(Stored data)

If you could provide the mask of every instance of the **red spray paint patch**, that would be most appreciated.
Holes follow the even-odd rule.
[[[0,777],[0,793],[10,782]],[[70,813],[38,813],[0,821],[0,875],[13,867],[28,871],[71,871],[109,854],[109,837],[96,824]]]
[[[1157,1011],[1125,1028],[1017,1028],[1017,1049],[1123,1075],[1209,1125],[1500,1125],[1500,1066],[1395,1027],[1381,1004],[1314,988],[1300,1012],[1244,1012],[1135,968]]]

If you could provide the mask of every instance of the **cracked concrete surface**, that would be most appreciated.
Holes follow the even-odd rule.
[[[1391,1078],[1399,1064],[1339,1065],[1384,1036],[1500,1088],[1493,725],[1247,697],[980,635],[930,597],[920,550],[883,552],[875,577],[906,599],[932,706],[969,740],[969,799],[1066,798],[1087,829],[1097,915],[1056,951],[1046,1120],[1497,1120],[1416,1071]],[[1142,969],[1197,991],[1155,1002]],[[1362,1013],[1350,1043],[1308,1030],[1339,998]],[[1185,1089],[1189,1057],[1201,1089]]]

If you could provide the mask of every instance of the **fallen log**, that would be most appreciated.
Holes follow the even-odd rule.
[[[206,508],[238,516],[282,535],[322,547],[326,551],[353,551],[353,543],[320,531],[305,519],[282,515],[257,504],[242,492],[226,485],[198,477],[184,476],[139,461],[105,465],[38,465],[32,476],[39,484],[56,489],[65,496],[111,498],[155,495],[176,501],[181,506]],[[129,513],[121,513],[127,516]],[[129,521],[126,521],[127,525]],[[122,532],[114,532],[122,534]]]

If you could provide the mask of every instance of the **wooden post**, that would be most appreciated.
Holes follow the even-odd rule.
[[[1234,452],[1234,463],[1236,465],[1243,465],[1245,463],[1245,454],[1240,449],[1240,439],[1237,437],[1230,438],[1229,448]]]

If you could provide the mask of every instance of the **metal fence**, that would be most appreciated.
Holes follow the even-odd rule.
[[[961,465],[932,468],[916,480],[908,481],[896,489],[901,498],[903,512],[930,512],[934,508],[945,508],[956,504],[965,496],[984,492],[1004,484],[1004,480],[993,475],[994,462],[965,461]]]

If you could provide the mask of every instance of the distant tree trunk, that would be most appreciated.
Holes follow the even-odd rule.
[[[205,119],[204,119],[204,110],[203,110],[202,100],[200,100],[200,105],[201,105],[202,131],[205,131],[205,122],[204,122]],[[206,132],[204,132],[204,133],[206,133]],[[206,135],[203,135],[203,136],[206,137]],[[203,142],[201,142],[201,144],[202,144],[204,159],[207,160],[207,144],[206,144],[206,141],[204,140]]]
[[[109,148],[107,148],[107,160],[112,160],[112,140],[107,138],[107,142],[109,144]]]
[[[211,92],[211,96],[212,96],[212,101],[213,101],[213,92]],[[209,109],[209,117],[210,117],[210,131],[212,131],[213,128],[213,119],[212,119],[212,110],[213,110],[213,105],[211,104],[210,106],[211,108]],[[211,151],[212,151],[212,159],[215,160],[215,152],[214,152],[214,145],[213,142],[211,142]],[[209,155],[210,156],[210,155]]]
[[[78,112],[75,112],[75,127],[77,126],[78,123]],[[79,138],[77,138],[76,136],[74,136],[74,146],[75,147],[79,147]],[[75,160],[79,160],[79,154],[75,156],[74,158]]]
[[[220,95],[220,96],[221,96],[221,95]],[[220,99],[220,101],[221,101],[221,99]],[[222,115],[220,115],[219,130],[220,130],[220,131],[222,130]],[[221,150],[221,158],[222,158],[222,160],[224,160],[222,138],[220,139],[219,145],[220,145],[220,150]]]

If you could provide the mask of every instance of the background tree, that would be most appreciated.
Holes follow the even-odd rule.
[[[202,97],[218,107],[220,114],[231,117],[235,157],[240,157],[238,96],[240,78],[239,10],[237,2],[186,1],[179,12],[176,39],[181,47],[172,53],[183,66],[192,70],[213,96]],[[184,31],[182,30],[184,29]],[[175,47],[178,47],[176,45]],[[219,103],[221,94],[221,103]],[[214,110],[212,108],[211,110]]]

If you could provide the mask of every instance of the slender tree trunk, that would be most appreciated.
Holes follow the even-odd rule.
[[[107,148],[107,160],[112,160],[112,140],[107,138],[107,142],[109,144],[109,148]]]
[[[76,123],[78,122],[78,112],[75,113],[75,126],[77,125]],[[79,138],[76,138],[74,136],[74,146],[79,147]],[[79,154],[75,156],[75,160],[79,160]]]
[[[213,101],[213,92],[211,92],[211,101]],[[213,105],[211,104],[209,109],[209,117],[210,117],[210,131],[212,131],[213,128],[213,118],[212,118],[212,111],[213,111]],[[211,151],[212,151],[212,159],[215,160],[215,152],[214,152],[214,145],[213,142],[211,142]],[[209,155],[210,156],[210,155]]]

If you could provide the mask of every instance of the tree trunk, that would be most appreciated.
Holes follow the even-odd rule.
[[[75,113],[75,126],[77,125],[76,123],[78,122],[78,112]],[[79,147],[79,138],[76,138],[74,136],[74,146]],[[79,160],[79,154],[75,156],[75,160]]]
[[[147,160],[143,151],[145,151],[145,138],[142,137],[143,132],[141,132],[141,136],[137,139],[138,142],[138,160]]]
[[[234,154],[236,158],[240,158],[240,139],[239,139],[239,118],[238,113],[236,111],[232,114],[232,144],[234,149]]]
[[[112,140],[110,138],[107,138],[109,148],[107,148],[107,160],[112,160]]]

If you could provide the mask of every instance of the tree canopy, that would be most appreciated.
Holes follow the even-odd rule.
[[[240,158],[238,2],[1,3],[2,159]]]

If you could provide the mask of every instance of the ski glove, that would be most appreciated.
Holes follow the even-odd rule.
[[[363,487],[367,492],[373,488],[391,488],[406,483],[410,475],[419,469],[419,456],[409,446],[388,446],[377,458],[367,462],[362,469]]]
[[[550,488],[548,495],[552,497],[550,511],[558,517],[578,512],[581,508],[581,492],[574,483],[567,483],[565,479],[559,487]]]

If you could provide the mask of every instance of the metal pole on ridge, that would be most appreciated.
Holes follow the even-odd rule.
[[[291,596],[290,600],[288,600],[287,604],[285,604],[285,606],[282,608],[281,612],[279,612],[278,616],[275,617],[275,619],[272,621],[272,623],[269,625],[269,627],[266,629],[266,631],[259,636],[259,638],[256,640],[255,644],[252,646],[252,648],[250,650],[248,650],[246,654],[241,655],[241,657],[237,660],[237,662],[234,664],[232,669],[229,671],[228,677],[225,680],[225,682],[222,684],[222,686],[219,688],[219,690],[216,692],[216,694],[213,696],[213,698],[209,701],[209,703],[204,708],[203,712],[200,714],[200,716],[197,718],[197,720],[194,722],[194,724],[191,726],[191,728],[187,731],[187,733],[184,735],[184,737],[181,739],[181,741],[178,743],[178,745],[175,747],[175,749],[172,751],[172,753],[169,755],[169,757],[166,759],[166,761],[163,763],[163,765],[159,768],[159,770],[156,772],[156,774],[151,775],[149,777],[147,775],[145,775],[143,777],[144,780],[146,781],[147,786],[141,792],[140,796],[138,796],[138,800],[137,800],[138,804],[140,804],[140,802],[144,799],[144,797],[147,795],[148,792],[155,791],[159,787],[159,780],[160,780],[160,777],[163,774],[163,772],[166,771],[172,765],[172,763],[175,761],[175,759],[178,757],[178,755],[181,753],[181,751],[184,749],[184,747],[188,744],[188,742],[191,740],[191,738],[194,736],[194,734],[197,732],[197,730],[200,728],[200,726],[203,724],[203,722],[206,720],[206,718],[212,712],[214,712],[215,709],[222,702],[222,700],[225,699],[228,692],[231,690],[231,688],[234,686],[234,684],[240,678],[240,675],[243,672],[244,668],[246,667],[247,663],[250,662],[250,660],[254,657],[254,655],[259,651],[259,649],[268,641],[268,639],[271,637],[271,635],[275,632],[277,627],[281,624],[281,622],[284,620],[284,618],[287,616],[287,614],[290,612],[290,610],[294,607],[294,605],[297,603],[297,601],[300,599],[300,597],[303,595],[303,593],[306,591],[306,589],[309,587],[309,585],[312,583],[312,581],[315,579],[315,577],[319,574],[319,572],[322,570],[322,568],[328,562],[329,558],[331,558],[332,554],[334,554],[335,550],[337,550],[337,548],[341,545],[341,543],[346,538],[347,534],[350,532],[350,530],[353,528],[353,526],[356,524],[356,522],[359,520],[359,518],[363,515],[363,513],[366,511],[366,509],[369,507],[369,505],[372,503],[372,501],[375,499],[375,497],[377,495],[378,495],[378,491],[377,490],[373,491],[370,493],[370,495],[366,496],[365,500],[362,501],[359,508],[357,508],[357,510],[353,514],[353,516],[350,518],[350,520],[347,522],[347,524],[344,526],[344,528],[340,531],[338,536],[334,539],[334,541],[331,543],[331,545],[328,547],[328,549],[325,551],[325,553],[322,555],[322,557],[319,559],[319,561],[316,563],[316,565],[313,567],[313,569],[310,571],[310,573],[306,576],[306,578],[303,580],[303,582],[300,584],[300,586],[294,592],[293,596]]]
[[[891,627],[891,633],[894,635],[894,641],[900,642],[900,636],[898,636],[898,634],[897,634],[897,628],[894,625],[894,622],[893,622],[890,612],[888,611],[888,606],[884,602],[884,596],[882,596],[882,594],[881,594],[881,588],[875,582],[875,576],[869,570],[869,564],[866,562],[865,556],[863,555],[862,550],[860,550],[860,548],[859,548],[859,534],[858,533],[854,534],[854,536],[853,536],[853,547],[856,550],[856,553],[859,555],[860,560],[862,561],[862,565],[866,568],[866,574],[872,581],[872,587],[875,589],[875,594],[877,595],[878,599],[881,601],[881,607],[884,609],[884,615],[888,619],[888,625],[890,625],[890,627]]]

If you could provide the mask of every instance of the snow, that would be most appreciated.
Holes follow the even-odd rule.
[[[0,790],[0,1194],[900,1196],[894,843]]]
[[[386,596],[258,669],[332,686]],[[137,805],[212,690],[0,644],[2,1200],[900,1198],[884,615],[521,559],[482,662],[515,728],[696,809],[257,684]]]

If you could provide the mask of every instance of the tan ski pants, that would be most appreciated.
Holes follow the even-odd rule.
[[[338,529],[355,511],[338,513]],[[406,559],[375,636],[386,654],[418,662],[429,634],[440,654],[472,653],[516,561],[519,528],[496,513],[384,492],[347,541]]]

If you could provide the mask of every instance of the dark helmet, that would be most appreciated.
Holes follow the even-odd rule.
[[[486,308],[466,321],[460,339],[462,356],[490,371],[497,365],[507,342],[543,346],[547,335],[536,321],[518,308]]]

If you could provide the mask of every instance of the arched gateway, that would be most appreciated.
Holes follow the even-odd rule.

# Directions
Retype the first line of the entries and every line after it, please, through the line that contains "surface**, that would be most appreciated.". Add nothing.

# Solution for this problem
If you could provide the mask of every instance of the **red spray paint patch**, that would be most appreciated.
Holes follow the even-odd rule.
[[[0,777],[0,793],[10,782]],[[70,813],[38,813],[0,821],[0,875],[13,867],[28,871],[71,871],[109,854],[109,837],[96,824]]]
[[[1157,1011],[1125,1028],[1017,1028],[1017,1049],[1123,1075],[1209,1125],[1500,1125],[1500,1066],[1395,1027],[1381,1004],[1314,988],[1300,1012],[1244,1012],[1135,968]]]

If you could provide the mask of every instance of the **cracked concrete surface**, that would be most appreciated.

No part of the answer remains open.